Given request
Retype every one of the items below line for line, omitting the pictures.

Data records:
........

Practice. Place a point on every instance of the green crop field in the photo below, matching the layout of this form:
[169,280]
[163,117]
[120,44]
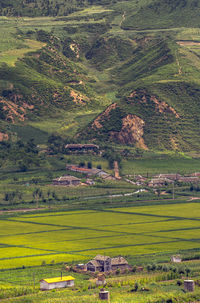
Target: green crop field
[31,239]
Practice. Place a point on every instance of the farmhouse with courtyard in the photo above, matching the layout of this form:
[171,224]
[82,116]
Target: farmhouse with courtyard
[60,282]
[105,263]
[67,181]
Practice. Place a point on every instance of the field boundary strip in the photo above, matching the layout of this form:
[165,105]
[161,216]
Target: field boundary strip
[151,215]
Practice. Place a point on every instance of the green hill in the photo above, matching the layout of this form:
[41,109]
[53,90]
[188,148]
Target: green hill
[64,74]
[165,14]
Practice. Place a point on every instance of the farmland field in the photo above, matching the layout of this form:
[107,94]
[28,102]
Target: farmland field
[72,236]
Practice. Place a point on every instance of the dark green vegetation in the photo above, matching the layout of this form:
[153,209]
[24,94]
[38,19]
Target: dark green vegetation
[59,72]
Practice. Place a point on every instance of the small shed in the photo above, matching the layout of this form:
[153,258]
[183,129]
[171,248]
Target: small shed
[67,181]
[101,280]
[176,259]
[59,282]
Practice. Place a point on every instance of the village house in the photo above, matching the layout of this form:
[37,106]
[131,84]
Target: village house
[195,174]
[82,148]
[101,280]
[173,177]
[90,172]
[189,180]
[157,182]
[176,259]
[59,282]
[67,181]
[105,263]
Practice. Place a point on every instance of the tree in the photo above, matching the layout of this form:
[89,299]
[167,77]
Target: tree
[89,165]
[37,194]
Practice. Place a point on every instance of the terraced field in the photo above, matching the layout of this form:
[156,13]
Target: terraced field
[33,239]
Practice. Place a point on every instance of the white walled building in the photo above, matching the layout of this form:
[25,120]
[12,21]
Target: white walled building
[60,282]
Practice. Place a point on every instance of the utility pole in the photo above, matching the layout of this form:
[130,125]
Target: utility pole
[173,191]
[34,280]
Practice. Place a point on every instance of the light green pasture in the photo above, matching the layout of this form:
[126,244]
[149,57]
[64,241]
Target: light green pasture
[79,236]
[184,210]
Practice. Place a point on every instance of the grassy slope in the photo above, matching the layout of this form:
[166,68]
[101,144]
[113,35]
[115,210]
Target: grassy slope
[113,62]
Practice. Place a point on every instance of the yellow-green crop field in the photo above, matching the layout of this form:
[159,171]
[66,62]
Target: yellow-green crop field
[73,236]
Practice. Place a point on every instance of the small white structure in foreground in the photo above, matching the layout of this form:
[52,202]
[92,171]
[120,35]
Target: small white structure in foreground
[176,259]
[60,282]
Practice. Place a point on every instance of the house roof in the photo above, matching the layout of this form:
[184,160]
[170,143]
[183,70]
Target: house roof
[101,258]
[58,279]
[118,261]
[160,180]
[169,176]
[66,178]
[81,146]
[94,263]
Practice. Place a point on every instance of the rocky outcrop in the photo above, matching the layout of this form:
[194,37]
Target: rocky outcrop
[160,106]
[132,131]
[98,122]
[123,128]
[3,137]
[14,111]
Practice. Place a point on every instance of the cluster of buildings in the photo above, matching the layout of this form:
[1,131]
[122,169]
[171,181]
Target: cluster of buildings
[98,264]
[82,148]
[165,179]
[104,263]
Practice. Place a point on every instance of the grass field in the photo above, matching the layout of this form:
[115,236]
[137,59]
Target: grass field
[28,240]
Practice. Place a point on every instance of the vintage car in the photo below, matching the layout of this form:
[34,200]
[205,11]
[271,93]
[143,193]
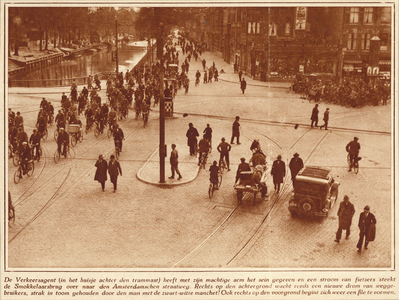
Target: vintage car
[315,192]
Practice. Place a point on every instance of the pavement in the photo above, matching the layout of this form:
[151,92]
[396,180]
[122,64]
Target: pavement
[64,220]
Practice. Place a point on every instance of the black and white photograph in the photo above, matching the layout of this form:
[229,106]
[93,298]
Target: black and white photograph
[181,150]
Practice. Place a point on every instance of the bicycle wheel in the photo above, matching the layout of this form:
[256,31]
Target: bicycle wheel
[356,167]
[96,132]
[220,178]
[56,156]
[31,168]
[15,158]
[73,140]
[17,175]
[210,191]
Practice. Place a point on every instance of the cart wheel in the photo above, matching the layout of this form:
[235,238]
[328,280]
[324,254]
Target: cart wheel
[73,140]
[31,168]
[17,176]
[56,156]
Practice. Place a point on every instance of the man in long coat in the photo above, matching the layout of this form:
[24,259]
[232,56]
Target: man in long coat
[101,172]
[315,115]
[296,164]
[365,220]
[345,214]
[278,172]
[114,169]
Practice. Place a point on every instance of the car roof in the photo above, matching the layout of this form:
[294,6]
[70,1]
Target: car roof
[313,172]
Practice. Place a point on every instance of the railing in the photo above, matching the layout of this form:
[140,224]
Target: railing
[56,82]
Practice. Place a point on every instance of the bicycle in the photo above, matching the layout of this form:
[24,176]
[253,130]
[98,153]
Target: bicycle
[213,186]
[69,153]
[30,168]
[222,165]
[354,164]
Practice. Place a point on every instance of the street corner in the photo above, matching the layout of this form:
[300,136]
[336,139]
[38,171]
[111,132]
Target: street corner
[150,171]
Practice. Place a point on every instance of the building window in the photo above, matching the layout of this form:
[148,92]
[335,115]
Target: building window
[354,15]
[368,15]
[366,41]
[352,40]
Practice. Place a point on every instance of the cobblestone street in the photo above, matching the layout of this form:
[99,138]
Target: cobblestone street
[64,220]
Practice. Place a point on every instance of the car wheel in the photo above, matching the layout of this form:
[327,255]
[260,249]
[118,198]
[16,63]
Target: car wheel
[307,206]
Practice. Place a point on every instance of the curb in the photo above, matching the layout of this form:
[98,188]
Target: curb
[159,184]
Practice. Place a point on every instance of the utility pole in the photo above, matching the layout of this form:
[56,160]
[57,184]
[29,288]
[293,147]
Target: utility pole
[116,46]
[162,146]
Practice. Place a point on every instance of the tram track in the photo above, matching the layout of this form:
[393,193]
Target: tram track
[234,219]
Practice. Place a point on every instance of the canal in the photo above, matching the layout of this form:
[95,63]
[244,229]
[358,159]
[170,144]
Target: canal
[79,68]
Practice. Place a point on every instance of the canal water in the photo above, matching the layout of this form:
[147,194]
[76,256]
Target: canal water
[80,67]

........

Result below
Practice. Place a point on every instance of the green crop field in the photo below, matching the layout of this form:
[169,280]
[163,117]
[120,44]
Target: green crop field
[31,239]
Practice. Place a point on every instance of the farmhouse with courtyard in the photo above, matching the layout of this form:
[171,224]
[82,116]
Target: farmhouse with courtyard
[60,282]
[105,263]
[67,181]
Practice. Place a point on every instance of the field boundary strip in the photo above, matching the layout of this form:
[165,105]
[161,216]
Target: field boundary strip
[151,215]
Practice. Place a point on every instance of the green hill in the photo above, matching the layout of this form:
[41,109]
[53,90]
[188,148]
Target: green hill
[64,74]
[165,14]
Practice. Place a point on every instance of the farmland field in the photo above, matching the layout of this form:
[107,94]
[28,102]
Target: farmland field
[72,236]
Practice. Place a point on every instance of the dark green vegetation in the photo above, matching the layout of this form:
[153,209]
[24,94]
[38,19]
Target: dark green vegetation
[59,72]
Practice. Place a point on every instance of the small shed in the photo above, matching the layout of this form:
[153,258]
[183,129]
[171,248]
Target: small shed
[67,181]
[101,280]
[176,259]
[59,282]
Practice. Place a point on every instance of the village house in the photo above, matching the layout of this form:
[37,106]
[131,84]
Target: village house
[195,174]
[82,148]
[101,280]
[173,177]
[90,172]
[189,180]
[157,182]
[176,259]
[59,282]
[67,181]
[105,263]
Practice. Place a point on every instance of the tree in the photo above, matching the layout of this form:
[89,299]
[167,77]
Target: tree
[89,165]
[37,194]
Practice. Place a point on every instance of the terraced field in the photo above, matching the layout of this form:
[156,13]
Target: terraced field
[33,239]
Practice. Place a point on every instance of the white walled building in the photo above, matching the layout of this form:
[25,120]
[12,21]
Target: white walled building
[60,282]
Practice. Place a point on every instance of the utility pole in the photo above, matching the layout of this form:
[130,125]
Target: utility pole
[173,191]
[34,280]
Practice. Place a point on every instance of the light green pasture in the photo above, matching the layout of this form:
[126,244]
[149,57]
[64,241]
Target: light green pasture
[79,236]
[184,210]
Practice. Place a point on every instance of the grassy slope in the photo above, matching the layout of this form:
[166,68]
[101,144]
[113,35]
[115,210]
Target: grassy slope
[113,62]
Practice. Place a point on every instance of the yellow-green crop field in the photo above, matching the layout of this form:
[159,171]
[66,62]
Target: yellow-green crop field
[73,236]
Practice. Place a point on every instance of the small white structure in foreground in the photo above, matching the layout of this form:
[52,202]
[92,171]
[120,35]
Target: small white structure in foreground
[176,259]
[60,282]
Practice. Place a point on every instance of the house roof in the photo above, matching the layout of this form:
[184,160]
[170,143]
[183,70]
Target: house roof
[101,258]
[58,279]
[118,261]
[160,180]
[169,176]
[66,178]
[81,146]
[94,263]
Practice. Place a point on every instance of the rocky outcrop in the photo above, matching the layout of this form:
[194,37]
Target: rocky outcrop
[160,106]
[132,131]
[98,122]
[123,128]
[3,137]
[14,111]
Practice. Place a point on every instance of the cluster of buildings in the photo above, matching the layout of this form:
[1,131]
[122,169]
[171,181]
Target: cluster of buildings
[98,264]
[82,148]
[165,179]
[104,263]
Practice. Place a point on every instance of the grass field in the photo above, matching the layout of this form:
[115,236]
[137,59]
Target: grass field
[28,240]
Practice. Place a point on every instance of the vintage car in the photo below, matching the layout of this form:
[34,200]
[205,11]
[271,93]
[143,193]
Target: vintage car
[315,192]
Practice. Place a point on every instance of the pavement in the photo above, matching the layout of this form:
[151,92]
[396,180]
[122,64]
Target: pavement
[64,220]
Practice. Place a point on every instance of the black and white photograph in the photo above, matching the layout of this form:
[229,106]
[93,298]
Target: black and white photograph
[181,150]
Practice. Place a point on every instance of the bicycle wheel in the photo above, matching the layout of this form:
[256,31]
Target: bicycle wheel
[356,167]
[96,132]
[220,178]
[56,156]
[31,168]
[15,158]
[73,140]
[17,175]
[210,191]
Practice. Place a point on every instance of the cart wheel in the photo above, matching the layout of this form:
[235,238]
[328,280]
[324,254]
Target: cart wheel
[73,140]
[31,168]
[17,176]
[56,156]
Practice. Place a point on every instance of the man in long coat in the photo above, matching the layout of this form:
[24,259]
[232,56]
Target: man in long coat
[101,172]
[315,115]
[296,164]
[365,220]
[345,214]
[278,172]
[114,169]
Practice. Place a point on every instance of the car roof in the photo above, matching the layout of this form:
[294,6]
[70,1]
Target: car roof
[313,172]
Practice. Place a point on every instance of the railing in the photo above, matching the layout of this form:
[140,224]
Target: railing
[56,82]
Practice. Place a point on every instance of the bicycle in the photo above, matching the layout of this form:
[24,176]
[253,130]
[98,153]
Target: bicycle
[213,186]
[69,153]
[30,168]
[222,165]
[354,164]
Practice. Place a point on every instance of the street corner in the photo above, matching the layout of this form:
[300,136]
[336,139]
[38,171]
[111,132]
Target: street corner
[150,171]
Practice. Place a point on every instance of the building window in the photo above, matching the layout of this form:
[148,92]
[335,115]
Target: building window
[354,15]
[368,15]
[366,41]
[352,40]
Practice. Place a point on every instance of the cobblestone street in the photo above, matching the layout of this form:
[99,138]
Target: cobblestone street
[64,220]
Practice. Place a point on every instance of the car wheel in the photo above, matching the layout of this form:
[327,255]
[260,249]
[118,198]
[16,63]
Target: car wheel
[307,206]
Practice. Place a point on every instance of the curb in the photo above, matching the layout of this form:
[98,188]
Target: curb
[159,184]
Practice. Place a point on every instance of the utility pole in the photo above, matching the layout of this form:
[56,160]
[57,184]
[29,288]
[293,147]
Target: utility pole
[116,46]
[162,146]
Practice. Place a point on every instance of the tram track in the photo above, matching the layout of this form:
[393,193]
Target: tram track
[234,219]
Practice. Place a point on every instance of the canal in the photo above, matching the layout of this form:
[95,63]
[244,229]
[358,159]
[170,144]
Target: canal
[79,68]
Practice. Place a point on every instance of the canal water in the photo above, matching the layout of this form:
[147,194]
[76,256]
Target: canal water
[80,67]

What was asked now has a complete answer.